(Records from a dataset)
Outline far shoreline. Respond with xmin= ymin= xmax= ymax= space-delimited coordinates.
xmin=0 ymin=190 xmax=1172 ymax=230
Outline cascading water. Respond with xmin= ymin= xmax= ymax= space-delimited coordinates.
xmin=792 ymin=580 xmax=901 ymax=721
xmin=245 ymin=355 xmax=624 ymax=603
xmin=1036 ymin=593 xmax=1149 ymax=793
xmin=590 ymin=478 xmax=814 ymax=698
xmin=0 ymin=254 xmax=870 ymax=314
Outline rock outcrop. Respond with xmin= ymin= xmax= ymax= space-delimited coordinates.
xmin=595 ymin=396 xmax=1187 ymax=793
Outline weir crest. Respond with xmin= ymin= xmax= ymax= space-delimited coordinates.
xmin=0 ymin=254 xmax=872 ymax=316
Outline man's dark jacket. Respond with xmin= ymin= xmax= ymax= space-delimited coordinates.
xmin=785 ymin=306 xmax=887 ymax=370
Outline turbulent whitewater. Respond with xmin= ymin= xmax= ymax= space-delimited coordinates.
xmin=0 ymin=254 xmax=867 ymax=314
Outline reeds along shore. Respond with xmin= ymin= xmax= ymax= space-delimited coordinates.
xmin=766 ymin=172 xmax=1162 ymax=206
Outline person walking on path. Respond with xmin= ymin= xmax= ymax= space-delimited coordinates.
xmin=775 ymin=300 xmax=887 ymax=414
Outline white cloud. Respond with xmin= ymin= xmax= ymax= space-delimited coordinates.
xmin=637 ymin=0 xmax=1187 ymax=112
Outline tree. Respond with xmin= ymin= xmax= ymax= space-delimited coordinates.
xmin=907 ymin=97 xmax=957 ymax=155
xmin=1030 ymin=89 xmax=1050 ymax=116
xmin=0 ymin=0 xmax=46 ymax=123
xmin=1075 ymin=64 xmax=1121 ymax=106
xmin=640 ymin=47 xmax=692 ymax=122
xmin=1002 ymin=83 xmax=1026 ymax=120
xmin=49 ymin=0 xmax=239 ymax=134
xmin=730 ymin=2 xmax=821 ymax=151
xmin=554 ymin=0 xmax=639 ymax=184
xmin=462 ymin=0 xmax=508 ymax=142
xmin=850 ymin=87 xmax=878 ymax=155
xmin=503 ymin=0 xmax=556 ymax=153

■ EXERCISE AIM:
Starting at the beginning of the listing and ending at the line containing "xmin=785 ymin=306 xmax=887 ymax=370", write out every line again, including the lines without coordinates. Add 112 to each coordinate value in the bounding boxes.

■ OUTPUT OF THE EXERCISE:
Outline far shoreline. Respond with xmin= ymin= xmax= ymax= space-delimited coordinates.
xmin=112 ymin=302 xmax=1284 ymax=342
Outline cascading water. Respond with xmin= ymin= xmax= ymax= space-delimited coordinates.
xmin=904 ymin=692 xmax=1013 ymax=833
xmin=357 ymin=467 xmax=736 ymax=715
xmin=1148 ymin=705 xmax=1261 ymax=905
xmin=702 ymin=590 xmax=926 ymax=810
xmin=112 ymin=366 xmax=982 ymax=426
Outline rock outcrop. Respond with xmin= ymin= xmax= ymax= space-delimited coordinates.
xmin=707 ymin=508 xmax=1299 ymax=905
Outline weir crest. Respond with xmin= ymin= xmax= ymax= space-delimited coordinates.
xmin=112 ymin=366 xmax=984 ymax=428
Outline man's dark jacket. Respond with xmin= ymin= xmax= ymax= space-delimited coordinates.
xmin=897 ymin=418 xmax=999 ymax=482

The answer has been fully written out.